— Text provided —
____

Cape Town / London – 17 November 2017 – Dimension Data, the global USD 8 billion ICT solutions and services provider, today unveiled its health and wellness mobile app at the annual training camp of Africa’s professional cycling team, Team Dimension Data for Qhubeka. Called Phila (pee-lah), which means ‘to live’ in Nguni, the app was custom designed to Team Dimension Data’s specific requirements.
The app tracks the daily physical and mental performance of the team’s 39 World Tour and Continental riders located in 10 countries. Data collected from the team includes geographical location and time zones, quality and quantity of sleep, response to training, muscle soreness, as well as mood, motivation, and stress levels.
Developed by Dimension Data’s Digital Practice in partnership with Team Dimension Data’s riders, and Australia-based MIK Health, Phila is also a communication and data-sharing management tool for the team.
Every day, Phila prompts the riders to complete an assessment via their mobile device. The information is correlated with existing training data captured by the team’s TrainingPeaks application, and is used to monitor training performance alongside overall health and wellness.

____

— Material supplied —
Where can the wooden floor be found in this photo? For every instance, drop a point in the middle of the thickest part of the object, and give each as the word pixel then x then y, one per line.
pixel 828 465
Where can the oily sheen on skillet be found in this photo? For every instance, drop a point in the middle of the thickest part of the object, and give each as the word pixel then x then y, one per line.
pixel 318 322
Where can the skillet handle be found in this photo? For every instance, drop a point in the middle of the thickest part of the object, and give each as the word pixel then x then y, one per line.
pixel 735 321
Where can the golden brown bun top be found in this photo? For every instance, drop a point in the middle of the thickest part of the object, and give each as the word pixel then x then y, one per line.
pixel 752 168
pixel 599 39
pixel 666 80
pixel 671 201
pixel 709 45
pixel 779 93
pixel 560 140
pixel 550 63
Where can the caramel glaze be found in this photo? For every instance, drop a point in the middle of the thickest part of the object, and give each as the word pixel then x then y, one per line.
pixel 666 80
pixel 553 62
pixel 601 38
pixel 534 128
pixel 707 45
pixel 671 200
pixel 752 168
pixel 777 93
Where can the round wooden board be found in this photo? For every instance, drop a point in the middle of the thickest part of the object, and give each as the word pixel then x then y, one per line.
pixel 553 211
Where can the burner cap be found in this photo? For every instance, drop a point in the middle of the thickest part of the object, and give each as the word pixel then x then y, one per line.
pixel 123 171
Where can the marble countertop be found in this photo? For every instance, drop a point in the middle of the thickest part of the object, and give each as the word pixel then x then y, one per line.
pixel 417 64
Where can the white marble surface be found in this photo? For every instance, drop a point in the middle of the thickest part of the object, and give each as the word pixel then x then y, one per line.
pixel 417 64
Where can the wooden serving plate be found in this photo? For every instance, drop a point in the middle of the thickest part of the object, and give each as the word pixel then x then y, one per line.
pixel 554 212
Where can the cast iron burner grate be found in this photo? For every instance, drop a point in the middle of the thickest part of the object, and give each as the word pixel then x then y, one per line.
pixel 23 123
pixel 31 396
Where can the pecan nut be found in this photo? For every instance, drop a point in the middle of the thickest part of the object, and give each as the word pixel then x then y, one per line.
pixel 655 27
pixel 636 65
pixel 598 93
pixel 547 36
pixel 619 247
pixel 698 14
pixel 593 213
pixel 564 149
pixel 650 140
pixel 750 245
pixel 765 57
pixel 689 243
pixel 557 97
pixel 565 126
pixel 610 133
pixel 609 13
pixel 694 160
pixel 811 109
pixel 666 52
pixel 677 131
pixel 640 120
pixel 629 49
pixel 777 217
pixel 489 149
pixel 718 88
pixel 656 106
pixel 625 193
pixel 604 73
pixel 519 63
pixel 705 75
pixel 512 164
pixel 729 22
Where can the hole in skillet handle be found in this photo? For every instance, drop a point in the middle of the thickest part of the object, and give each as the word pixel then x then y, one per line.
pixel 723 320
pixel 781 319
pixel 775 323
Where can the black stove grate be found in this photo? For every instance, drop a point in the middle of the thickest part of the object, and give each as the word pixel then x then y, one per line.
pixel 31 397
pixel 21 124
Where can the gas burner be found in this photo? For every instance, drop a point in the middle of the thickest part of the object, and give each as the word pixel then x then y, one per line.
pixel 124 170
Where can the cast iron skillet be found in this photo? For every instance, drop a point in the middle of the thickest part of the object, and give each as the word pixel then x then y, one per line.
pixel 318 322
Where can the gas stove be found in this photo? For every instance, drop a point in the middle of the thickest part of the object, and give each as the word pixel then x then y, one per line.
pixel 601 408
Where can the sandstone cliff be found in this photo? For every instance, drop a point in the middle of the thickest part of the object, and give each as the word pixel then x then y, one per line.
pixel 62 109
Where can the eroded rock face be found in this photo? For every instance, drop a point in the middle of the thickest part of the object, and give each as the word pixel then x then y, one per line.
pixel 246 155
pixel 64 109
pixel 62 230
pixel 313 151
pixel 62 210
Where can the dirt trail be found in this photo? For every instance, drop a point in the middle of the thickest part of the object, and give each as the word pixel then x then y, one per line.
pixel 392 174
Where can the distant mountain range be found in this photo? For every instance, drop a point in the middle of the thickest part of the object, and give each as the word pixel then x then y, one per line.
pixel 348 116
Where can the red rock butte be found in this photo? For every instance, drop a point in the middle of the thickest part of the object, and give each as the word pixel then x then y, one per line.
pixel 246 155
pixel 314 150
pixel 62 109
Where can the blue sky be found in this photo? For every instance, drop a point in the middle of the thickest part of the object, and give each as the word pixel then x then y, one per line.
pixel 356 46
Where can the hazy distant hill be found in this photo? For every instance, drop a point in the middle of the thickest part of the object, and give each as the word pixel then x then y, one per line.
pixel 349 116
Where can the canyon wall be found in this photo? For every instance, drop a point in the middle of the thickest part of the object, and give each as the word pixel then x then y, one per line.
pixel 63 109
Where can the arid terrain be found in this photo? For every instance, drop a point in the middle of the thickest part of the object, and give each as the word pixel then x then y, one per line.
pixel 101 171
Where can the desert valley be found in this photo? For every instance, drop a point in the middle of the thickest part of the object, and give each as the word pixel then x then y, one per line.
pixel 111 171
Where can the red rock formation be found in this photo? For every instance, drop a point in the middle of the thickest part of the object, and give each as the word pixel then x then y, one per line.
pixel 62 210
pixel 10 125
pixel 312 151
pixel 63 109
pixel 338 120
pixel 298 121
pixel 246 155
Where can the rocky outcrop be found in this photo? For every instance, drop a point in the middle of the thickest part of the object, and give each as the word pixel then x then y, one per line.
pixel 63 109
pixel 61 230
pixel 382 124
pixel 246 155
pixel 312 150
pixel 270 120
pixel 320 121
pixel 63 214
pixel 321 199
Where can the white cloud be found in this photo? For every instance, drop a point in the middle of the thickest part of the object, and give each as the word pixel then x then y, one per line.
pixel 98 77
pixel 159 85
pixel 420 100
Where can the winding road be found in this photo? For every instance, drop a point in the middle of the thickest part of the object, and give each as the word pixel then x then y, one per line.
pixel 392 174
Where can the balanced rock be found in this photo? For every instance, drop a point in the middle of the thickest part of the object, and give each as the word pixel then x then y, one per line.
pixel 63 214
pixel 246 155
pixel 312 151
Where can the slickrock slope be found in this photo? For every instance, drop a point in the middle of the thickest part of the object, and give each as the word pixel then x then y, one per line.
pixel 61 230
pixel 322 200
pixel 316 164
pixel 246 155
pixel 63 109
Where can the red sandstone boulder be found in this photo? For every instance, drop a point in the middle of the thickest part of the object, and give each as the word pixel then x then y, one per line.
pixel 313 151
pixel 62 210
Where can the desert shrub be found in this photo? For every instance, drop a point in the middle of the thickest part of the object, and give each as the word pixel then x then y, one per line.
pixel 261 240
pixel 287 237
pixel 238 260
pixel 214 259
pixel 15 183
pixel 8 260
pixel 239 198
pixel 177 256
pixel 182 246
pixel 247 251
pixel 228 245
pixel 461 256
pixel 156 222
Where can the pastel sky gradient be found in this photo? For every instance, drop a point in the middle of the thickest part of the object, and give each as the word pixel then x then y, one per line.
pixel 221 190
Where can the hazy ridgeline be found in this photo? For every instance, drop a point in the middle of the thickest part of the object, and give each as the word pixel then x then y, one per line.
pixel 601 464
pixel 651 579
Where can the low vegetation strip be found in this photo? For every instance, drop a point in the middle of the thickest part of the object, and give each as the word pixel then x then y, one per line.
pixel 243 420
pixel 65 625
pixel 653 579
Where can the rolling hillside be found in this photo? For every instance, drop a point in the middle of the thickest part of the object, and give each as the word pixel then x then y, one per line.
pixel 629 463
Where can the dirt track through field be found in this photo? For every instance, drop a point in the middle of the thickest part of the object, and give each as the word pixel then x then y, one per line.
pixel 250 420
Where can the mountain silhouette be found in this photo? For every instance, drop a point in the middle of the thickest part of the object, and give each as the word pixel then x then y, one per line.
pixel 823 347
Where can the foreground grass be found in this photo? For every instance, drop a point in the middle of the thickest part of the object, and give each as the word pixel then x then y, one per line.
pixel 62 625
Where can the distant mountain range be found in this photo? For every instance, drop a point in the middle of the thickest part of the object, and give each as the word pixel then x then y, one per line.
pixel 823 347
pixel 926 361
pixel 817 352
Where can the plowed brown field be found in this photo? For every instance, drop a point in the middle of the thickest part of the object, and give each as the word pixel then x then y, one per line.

____

— About this task —
Could you write out the part of the Phila app announcement that begins at the words "Developed by Dimension" and stops after "health and wellness."?

— Solution to the problem —
Developed by Dimension Data’s Digital Practice in partnership with Team Dimension Data’s riders, and Australia-based MIK Health, Phila is also a communication and data-sharing management tool for the team.
Every day, Phila prompts the riders to complete an assessment via their mobile device. The information is correlated with existing training data captured by the team’s TrainingPeaks application, and is used to monitor training performance alongside overall health and wellness.